### GIVEN PROBLEM A
List the four members the Celtic Woman album article says are featured on the album.

### ARTICLE
----
Studio album by Celtic Woman
- Released: 25 February 2014
- Recorded: 2013
- Venue: Morris Performing Arts Center, South Bend, Indiana, United States
- Studio: STUDIOTWO, Windmill Lane Studios, RTÉ Studio One, Dublin, Ireland Ocean Way Studios, Los Angeles, California, United States
- Genre: Celtic, classical, new-age
- Length: 45:15
- Language: English, Irish
- Label: Manhattan
- Producer: David Downes

Celtic Woman chronology
| Home for Christmas (2012) | Emerald – Musical Gems (2014) | O Christmas Tree (2014) |

= Emerald – Musical Gems =

Emerald – Musical Gems is the ninth studio album released by the group Celtic Woman.

==Background==
Emerald – Musical Gems was released worldwide on 25 February 2014. The album features vocalists Chloë Agnew, Susan McFadden, Lisa Lambe, and fiddler Máiréad Nesbitt. Agnew had left the group prior to the release of this album, making it the last to feature her as a principal performer until she returned as a guest performer for 2021's Postcards from Ireland. Unlike previous releases, while classified as a studio album, the track listing of Emerald – Musical Gems consists of re-recordings of songs previously covered by the group. Coincidentally this album was also the last to feature Lisa Lambe as a member, she took leave for most of the supporting "Emerald Tour" in 2014 before officially announcing her departure at the end of 2014.
----
### ENTRIES SUPPLIED

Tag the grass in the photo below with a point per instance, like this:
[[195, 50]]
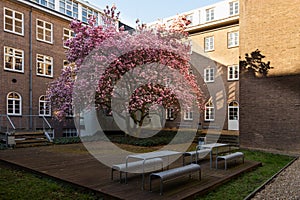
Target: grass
[[17, 184], [242, 186]]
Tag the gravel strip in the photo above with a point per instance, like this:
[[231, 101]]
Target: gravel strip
[[285, 186]]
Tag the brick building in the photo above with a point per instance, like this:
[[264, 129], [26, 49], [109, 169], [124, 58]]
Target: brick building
[[32, 54], [214, 33], [270, 107]]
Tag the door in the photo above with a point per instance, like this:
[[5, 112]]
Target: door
[[233, 116]]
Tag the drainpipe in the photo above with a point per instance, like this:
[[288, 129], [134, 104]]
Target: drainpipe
[[30, 70]]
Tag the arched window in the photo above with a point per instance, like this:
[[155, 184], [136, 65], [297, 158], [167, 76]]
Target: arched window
[[14, 103], [44, 106], [209, 111], [233, 109]]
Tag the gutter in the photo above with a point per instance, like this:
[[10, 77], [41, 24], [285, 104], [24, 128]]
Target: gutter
[[30, 70], [260, 188]]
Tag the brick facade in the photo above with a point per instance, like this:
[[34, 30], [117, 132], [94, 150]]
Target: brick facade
[[20, 82], [270, 107]]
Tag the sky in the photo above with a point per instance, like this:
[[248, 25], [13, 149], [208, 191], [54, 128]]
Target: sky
[[151, 10]]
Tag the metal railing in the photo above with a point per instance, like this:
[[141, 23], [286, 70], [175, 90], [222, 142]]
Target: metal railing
[[6, 125]]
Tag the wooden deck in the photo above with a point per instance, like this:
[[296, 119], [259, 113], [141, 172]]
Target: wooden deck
[[73, 164]]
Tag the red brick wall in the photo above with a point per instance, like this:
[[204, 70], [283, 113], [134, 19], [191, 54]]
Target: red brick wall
[[55, 50], [270, 106], [270, 112]]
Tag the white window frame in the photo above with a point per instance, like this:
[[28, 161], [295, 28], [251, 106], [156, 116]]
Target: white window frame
[[188, 114], [190, 18], [44, 106], [48, 3], [67, 36], [233, 114], [44, 29], [233, 73], [209, 43], [209, 75], [14, 58], [69, 7], [209, 114], [233, 39], [45, 62], [210, 14], [14, 21], [169, 114], [14, 103], [233, 8], [89, 12]]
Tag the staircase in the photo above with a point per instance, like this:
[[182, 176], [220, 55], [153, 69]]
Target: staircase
[[30, 139], [18, 132]]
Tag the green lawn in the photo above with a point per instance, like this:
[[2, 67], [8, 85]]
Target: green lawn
[[16, 184], [241, 187]]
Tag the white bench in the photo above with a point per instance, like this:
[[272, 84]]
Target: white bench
[[232, 156], [137, 166], [197, 154], [173, 174]]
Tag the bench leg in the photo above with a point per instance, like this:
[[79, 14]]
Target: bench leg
[[200, 174], [121, 177], [150, 183], [161, 187]]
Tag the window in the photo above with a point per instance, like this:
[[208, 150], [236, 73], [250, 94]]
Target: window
[[188, 114], [233, 39], [13, 59], [13, 21], [234, 8], [14, 104], [233, 113], [44, 106], [210, 14], [44, 31], [233, 72], [209, 74], [190, 18], [209, 111], [44, 65], [70, 132], [68, 34], [69, 8], [47, 3], [169, 114], [209, 43], [87, 13]]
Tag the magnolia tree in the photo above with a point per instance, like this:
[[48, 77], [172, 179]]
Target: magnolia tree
[[128, 75]]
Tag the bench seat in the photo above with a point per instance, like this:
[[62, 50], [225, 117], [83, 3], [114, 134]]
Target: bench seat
[[173, 174], [137, 167], [197, 154], [232, 156]]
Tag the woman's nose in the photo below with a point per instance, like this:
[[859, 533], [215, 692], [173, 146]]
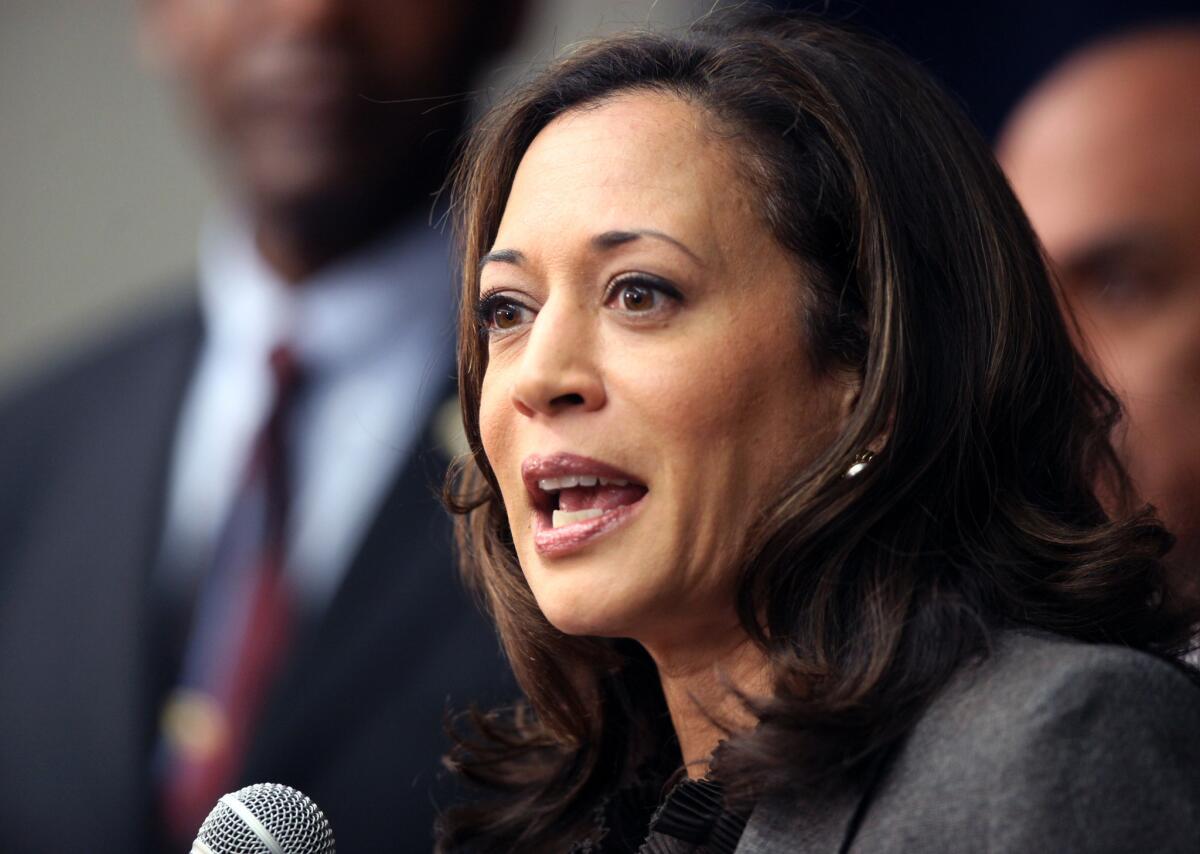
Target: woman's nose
[[558, 370]]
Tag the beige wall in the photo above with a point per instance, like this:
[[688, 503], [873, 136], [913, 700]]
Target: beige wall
[[101, 191]]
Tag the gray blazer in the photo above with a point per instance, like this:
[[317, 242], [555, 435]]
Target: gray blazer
[[1049, 745]]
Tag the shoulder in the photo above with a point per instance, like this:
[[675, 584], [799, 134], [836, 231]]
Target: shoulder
[[1051, 744], [162, 330], [1030, 680]]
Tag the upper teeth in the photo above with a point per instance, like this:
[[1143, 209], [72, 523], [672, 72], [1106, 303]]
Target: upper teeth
[[569, 481]]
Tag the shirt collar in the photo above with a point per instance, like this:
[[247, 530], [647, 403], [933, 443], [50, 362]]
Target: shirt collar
[[394, 289]]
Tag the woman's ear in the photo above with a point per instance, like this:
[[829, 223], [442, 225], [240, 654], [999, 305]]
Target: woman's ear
[[849, 401]]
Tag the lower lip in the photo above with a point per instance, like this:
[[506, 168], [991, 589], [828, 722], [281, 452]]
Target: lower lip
[[556, 542]]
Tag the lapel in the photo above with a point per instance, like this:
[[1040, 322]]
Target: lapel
[[382, 619], [73, 627], [803, 823]]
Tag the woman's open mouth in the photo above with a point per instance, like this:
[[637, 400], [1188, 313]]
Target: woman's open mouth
[[576, 499]]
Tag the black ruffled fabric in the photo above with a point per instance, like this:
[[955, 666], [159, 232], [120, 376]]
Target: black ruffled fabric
[[694, 813]]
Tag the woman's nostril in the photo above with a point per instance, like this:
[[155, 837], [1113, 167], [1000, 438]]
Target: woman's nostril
[[570, 400]]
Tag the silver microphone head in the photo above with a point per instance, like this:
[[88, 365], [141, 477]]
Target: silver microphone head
[[265, 818]]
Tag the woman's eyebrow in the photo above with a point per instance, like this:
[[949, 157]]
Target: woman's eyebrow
[[502, 257], [609, 240]]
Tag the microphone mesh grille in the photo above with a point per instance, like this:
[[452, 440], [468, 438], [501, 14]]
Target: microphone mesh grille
[[297, 824]]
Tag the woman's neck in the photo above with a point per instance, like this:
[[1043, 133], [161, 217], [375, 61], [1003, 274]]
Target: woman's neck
[[700, 684]]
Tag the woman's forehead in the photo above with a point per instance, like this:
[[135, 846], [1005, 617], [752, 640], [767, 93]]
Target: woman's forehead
[[640, 160]]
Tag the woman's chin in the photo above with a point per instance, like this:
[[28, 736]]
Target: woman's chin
[[586, 611]]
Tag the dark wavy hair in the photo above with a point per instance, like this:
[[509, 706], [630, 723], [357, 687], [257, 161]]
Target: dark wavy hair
[[982, 510]]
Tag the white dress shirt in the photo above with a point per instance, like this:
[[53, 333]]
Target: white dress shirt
[[375, 337]]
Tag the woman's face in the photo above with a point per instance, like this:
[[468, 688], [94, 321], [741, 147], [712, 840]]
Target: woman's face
[[647, 391]]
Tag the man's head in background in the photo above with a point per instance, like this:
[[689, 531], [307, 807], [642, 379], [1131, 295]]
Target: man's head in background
[[1105, 157], [330, 119]]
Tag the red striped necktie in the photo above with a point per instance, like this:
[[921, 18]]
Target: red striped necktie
[[240, 630]]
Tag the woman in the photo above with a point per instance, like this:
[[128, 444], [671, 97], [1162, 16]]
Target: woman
[[784, 477]]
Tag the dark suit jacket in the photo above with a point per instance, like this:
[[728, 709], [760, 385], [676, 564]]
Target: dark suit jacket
[[1049, 745], [355, 721]]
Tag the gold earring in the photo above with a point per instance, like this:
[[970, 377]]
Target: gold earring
[[859, 464]]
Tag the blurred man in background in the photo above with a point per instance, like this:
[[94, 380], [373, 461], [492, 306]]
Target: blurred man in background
[[1105, 157], [221, 558]]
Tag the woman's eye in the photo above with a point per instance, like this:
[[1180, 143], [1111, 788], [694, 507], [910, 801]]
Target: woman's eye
[[499, 313], [641, 295]]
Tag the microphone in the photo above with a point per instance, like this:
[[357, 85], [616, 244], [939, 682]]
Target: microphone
[[265, 817]]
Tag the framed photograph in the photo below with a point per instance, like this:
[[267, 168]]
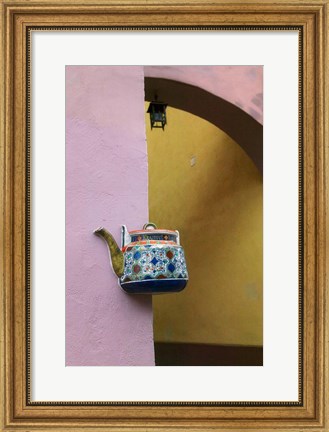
----
### GIVEN PROBLEM B
In the records, switch "photo" to "image" in the lines starting with the line containing "Tag the brick building" and going on through the line containing "[[14, 103], [44, 106], [209, 111], [233, 109]]". Keep everything else the same and return only those lines.

### FINISHED ANSWER A
Chloë Agnew, Susan McFadden, Lisa Lambe, Máiréad Nesbitt

### FINISHED ANSWER B
Tag the brick building in the image above with a point per instance, like this:
[[264, 129], [26, 49], [109, 169], [124, 58]]
Target: brick building
[[32, 54], [214, 33], [270, 107]]
Tag the door in the image above with a point per instance, like this:
[[5, 112]]
Target: door
[[233, 116]]
Tag the drainpipe in the image above with a point per instance, like this:
[[288, 129], [134, 104]]
Target: drainpipe
[[30, 70]]
Tag the arched window in the image above with a point per instance, like this:
[[155, 184], [136, 65], [297, 158], [167, 76]]
Target: arched window
[[14, 103], [44, 106], [209, 111], [233, 109]]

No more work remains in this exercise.